START Provided text
Export dynamic batch size ONNX using ONNX's DeformConv by itskyf · Pull Request #167 · ZhengPeng7/BiRefNet

itskyf · 2025-01-20T15:27:53Z

This PR replaces the usage of deform_conv2d_onnx_exporter with the native DeformConv operator available in ONNX opset 19. The exported ONNX model now supports dynamic batch sizes.

Notes

The symbolic_deform_conv_19() function was generated using OpenAI o1. It works in my testing, but let me know if there are any special requirements to consider.
Resolves Request: Support for deform_conv2d from an alternate repository to enable better ONNX export with dynamic_shape #127.

ZhengPeng7 · 2025-01-20T17:27:13Z

Thanks a lot! I'll take time to look at it tomorrow, which really helps.
BTW, could you update the PR with no output and minimal modification in the notebook? That would be very nice for me to read and test the updated part in a clear way.

itskyf · 2025-01-21T03:20:32Z

Sure, I've updated the notebook to reduce the modifications.

alvarofsan · 2025-01-21T11:16:10Z

Thank you so much, @itskyf, for your contribution! Have you had a chance to test whether the execution works with ONNX Runtime?

ZhengPeng7 · 2025-01-21T11:57:46Z

Hi, @itskyf. Did you successfully export the ONNX model? I tried it but met this problem. I tried both `PyTorch==2.0.1+onnxruntime-gpu==1.18.1` and `PyTorch==2.5.1+onnxruntime-gpu==1.20.1`).

alvarofsan · 2025-01-21T12:30:02Z

Hi @ZhengPeng7,

I believe the issue arises because ONNX has implemented the DeformConv operator, but unfortunately, ONNX Runtime does not currently support it. As a result, any code that includes this operator cannot be executed within a Runtime Session. :/

itskyf · 2025-01-21T12:40:10Z

@ZhengPeng7 ah, I forgot to mention that we need to also update the onnx package for opset 19.
@alfausa1 I faced the same problem. The dynamic batched model can only be used after TensorRT conversion. But since DefirmConv is an ONNX operator, I hope it will be supported in ONNXRuntime soon.
END Provided text
START Excerpted data
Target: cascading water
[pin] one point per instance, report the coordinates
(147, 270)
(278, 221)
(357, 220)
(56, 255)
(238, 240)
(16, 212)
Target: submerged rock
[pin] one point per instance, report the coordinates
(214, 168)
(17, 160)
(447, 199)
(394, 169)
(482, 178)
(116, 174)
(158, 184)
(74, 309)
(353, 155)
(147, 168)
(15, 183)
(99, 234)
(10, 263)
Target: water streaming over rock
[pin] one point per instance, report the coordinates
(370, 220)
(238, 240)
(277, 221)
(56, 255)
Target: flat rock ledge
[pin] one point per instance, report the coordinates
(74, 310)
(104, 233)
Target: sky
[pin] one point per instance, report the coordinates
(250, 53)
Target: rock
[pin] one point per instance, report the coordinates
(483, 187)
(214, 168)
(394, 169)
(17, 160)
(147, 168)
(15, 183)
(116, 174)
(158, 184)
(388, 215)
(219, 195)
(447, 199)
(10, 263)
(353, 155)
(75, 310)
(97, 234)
END Excerpted data
**Tasks and exercises**
A – Write out the stretch of the DeformConv pull request thread from "Sure, I've updated" through "with ONNX Runtime?", word for word.
B – Continue the DeformConv pull request thread after its last comment.

**Numbered responses**
A –
Sure, I've updated the notebook to reduce the modifications.

alvarofsan · 2025-01-21T11:16:10Z

Thank you so much, @itskyf, for your contribution! Have you had a chance to test whether the execution works with ONNX Runtime?

B –
alvarofsan · 2025-01-21T12:44:48Z

@itskyf Could you please provide the code in which you have converted the dynamic batched model to TensorRT? Thanks in advance!

jhwei · 2025-01-23T08:53:37Z

Thanks for @itskyf 's PR. This is exactly what I tested, and it worked.

I have a question about this PR for @itskyf

When I tested in this way, I found the result trt engine will work as expected when the batch size used when generating is different from batch size used for inferencing. And I figured out #166 this change should be made. Do you find the same issue ?

ZhengPeng7 · 2025-02-05T15:03:00Z

@ZhengPeng7 ah, I forgot to mention that we need to also update the onnx package for opset 19. @alfausa1 I faced the same problem. The dynamic batched model can only be used after TensorRT conversion. But since DefirmConv is an ONNX operator, I hope it will be supported in ONNXRuntime soon.

Hi, @itskyf , sorry for the late reply, just came back from the Lunar New Year holiday :)
I've upgraded the related packages as onnx==1.17.0, onnxruntime-gpu==1.20.1, onnxscript==0.1.0, which should be all the latest versions? But I still got this error (NotImplemented: [ONNXRuntimeError] : 9 : NOT_IMPLEMENTED : Could not find an implementation for DeformConv(19) node with name '/squeeze_module/squeeze_module.0/dec_att/aspp1/atrous_conv/DeformConv'):

As you said above, the DCN is still not supported in ONNXRuntime. If so, how to use the exported birefnet.onnx file?
Thanks for your kind explanation in advance!

alvarofsan · 2025-02-07T09:12:42Z

Hi @ZhengPeng7, I might be able to help.

To export with opset >19, you’ll need to update your PyTorch version to >2.4. In the provided example, it uses opset 19 for the converter and opset 20 for the entire model.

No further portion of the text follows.